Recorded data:
.....

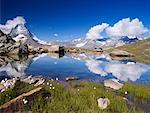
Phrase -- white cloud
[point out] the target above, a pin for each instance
(127, 27)
(56, 35)
(11, 24)
(95, 32)
(125, 72)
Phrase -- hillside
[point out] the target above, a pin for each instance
(141, 50)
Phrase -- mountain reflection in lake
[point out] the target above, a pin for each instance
(87, 67)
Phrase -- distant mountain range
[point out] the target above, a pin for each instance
(21, 33)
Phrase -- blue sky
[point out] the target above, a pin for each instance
(72, 18)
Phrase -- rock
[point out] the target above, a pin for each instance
(71, 78)
(121, 53)
(113, 83)
(103, 103)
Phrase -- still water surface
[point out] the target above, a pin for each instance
(87, 67)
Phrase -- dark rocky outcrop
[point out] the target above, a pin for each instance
(10, 46)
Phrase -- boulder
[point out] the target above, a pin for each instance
(113, 83)
(103, 103)
(121, 53)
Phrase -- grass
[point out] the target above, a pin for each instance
(141, 50)
(19, 88)
(81, 97)
(136, 90)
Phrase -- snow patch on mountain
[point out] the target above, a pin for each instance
(81, 44)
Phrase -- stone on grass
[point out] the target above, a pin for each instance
(113, 83)
(103, 103)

.....

▶ What the exercise asks
Could you restate word for word the lines above, from the one that contains "Phrase -- rock" through the one that contains "Phrase -- stone on grass", and no others?

▶ Result for this exercise
Phrase -- rock
[point out] the target above, a pin for each instance
(71, 78)
(121, 53)
(113, 83)
(103, 103)
Phrase -- still water surface
[point out] the target above, a pin for each instance
(87, 67)
Phrase -- dark rocky outcrop
[point out] the target above, a pin for each instance
(10, 46)
Phrase -- boulder
[point out] the target above, a pin for each instance
(113, 83)
(103, 103)
(121, 53)
Phrase -- grass
[point out] the target above, a pin for each instance
(141, 50)
(19, 88)
(81, 97)
(136, 90)
Phrase -- snow patch on mountain
[point out] the target above, a pin for each instance
(81, 44)
Phrase -- stone on grass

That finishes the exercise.